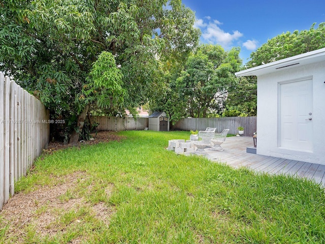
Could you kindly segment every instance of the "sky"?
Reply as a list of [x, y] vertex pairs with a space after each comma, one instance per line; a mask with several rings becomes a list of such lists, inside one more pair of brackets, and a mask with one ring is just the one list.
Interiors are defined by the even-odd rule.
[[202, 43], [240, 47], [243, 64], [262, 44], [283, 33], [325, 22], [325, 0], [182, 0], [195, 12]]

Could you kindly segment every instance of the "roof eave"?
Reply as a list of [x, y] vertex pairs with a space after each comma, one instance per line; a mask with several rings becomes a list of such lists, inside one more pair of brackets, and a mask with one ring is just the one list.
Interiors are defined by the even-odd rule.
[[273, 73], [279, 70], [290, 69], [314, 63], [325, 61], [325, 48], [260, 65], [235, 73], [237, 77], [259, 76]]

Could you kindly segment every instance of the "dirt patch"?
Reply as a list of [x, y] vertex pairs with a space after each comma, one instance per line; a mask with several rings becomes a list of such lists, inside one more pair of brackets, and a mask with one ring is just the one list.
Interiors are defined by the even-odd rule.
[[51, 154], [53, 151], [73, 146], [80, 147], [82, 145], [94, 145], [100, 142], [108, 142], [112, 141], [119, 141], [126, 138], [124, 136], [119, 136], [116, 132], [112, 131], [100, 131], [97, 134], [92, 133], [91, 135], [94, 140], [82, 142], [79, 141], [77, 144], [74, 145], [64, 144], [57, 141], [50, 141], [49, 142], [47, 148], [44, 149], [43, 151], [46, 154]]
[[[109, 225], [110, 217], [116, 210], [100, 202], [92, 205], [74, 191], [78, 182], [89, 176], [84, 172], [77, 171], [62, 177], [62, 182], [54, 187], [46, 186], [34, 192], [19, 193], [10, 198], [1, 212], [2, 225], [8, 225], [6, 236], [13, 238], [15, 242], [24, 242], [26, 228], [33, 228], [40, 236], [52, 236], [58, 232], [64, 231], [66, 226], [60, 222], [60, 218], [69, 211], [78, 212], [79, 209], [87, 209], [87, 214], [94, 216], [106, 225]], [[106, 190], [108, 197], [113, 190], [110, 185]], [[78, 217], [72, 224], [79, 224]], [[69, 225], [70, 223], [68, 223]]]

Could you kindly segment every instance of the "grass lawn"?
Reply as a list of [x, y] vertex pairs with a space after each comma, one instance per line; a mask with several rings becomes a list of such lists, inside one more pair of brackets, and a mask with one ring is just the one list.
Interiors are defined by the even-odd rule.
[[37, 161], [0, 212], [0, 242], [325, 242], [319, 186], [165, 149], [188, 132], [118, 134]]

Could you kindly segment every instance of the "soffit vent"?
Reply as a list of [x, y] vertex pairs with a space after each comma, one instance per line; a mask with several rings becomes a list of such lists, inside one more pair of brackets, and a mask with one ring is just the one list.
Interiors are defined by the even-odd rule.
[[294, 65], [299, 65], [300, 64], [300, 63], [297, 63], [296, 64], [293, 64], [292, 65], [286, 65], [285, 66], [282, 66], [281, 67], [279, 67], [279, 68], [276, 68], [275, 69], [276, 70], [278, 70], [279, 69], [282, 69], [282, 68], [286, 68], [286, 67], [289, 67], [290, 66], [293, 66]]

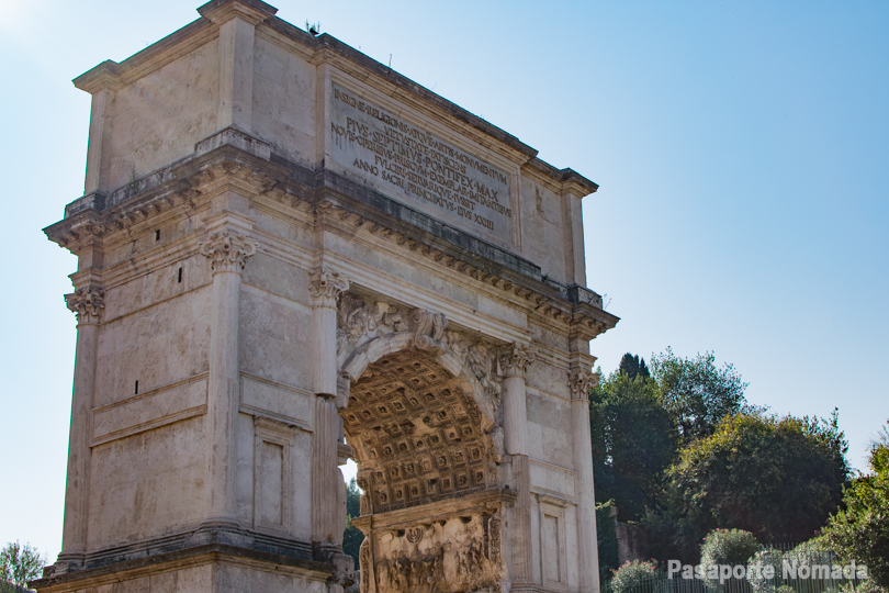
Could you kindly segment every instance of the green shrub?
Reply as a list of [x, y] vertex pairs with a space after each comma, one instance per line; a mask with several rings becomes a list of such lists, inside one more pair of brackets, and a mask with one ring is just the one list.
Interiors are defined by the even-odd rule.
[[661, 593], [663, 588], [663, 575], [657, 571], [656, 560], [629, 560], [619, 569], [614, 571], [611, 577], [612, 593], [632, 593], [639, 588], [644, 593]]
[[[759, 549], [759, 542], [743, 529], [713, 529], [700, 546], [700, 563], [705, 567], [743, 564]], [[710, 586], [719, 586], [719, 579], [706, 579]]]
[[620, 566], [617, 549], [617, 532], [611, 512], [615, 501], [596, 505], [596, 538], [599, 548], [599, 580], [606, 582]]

--------------------------------

Except for the pictures, copy every line of the records above exactly.

Could you kindly segment every instance of the "sky"?
Reply as a list of [x, y] vertex pairs with a space after each comma, one instance per line; a mask with several rings becomes a list of such lists, inside one more pair of brackets, and a mask with one ring is just the one list.
Interiors are defined by the even-odd rule.
[[202, 43], [240, 47], [243, 64], [262, 44], [283, 33], [325, 22], [325, 0], [182, 0], [195, 12]]

Could you kindly segment every instance of the "roof eave"?
Reply as a list of [x, y] vertex pairs with a space after each comma, one instance per line; a mask with several rings becomes a list of such lists, inside one more pair of brackets, and a mask with one ring is just the one list.
Interiors are defined by the even-odd rule.
[[273, 73], [279, 70], [290, 69], [314, 63], [325, 61], [325, 48], [260, 65], [235, 73], [237, 77], [259, 76]]

Could you kindly segment every instance of the "dirt patch"?
Reply as a list of [x, y] vertex pairs with a space after each comma, one instance per line; a mask with several rings becomes a list of such lists, inside one more pair of brackets, and a mask with one ring is just the one list.
Interiors are defined by the even-odd rule.
[[51, 154], [53, 151], [73, 146], [80, 147], [82, 145], [94, 145], [100, 142], [108, 142], [112, 141], [119, 141], [126, 138], [124, 136], [119, 136], [116, 132], [112, 131], [100, 131], [97, 134], [92, 133], [91, 135], [94, 140], [82, 142], [79, 141], [77, 144], [74, 145], [64, 144], [57, 141], [50, 141], [49, 142], [47, 148], [44, 149], [43, 151], [46, 154]]
[[[109, 225], [110, 217], [116, 210], [100, 202], [92, 205], [74, 191], [78, 182], [89, 176], [84, 172], [77, 171], [62, 177], [62, 182], [54, 187], [46, 186], [34, 192], [19, 193], [10, 198], [1, 212], [2, 225], [8, 225], [6, 236], [13, 238], [15, 242], [24, 242], [26, 228], [33, 228], [40, 236], [52, 236], [58, 232], [64, 231], [66, 226], [60, 222], [60, 218], [69, 211], [78, 212], [79, 209], [87, 209], [87, 214], [94, 216], [106, 225]], [[106, 190], [108, 197], [113, 190], [110, 185]], [[78, 217], [72, 224], [79, 224]], [[69, 225], [70, 223], [68, 223]]]

Could you kindly segment every instance of the "grass lawn"?
Reply as a list of [x, y] vertex pairs with a space after each comma, one instance per line; a mask with several rings becomes a list of such lists, inside one more pair of brackets, and a mask with one ring is just the one list.
Interiors are defined by the even-odd rule.
[[37, 161], [0, 212], [0, 242], [325, 242], [319, 186], [165, 149], [188, 132], [118, 134]]

Could you kindly segment every instance of the "soffit vent"?
Reply as a list of [x, y] vertex pairs with a space after each comma, one instance per line; a mask with several rings becomes a list of such lists, inside one more pair of brackets, and a mask with one ring is just the one list.
Interiors are defined by the even-odd rule.
[[294, 65], [299, 65], [300, 64], [300, 63], [297, 63], [296, 64], [293, 64], [292, 65], [286, 65], [285, 66], [282, 66], [281, 67], [279, 67], [279, 68], [276, 68], [275, 69], [276, 70], [278, 70], [279, 69], [282, 69], [282, 68], [286, 68], [286, 67], [289, 67], [290, 66], [293, 66]]

Could you kindly segment every instance of the green shrub?
Reply as a list of [x, y] vertex pairs with a space after each comma, one instance per line; a mask with several rings becomes a list of such lists, inside one more pair of brackets, and a mask with one ring is just the one list.
Interiors are defined by the even-odd rule.
[[661, 593], [663, 588], [663, 575], [657, 571], [656, 560], [629, 560], [619, 569], [614, 571], [611, 577], [612, 593], [632, 593], [639, 588], [644, 593]]
[[[759, 549], [759, 542], [743, 529], [713, 529], [700, 546], [700, 563], [705, 567], [743, 564]], [[710, 586], [719, 586], [719, 579], [706, 579]]]
[[620, 566], [617, 549], [617, 532], [611, 512], [615, 501], [596, 505], [596, 538], [599, 548], [599, 580], [606, 582]]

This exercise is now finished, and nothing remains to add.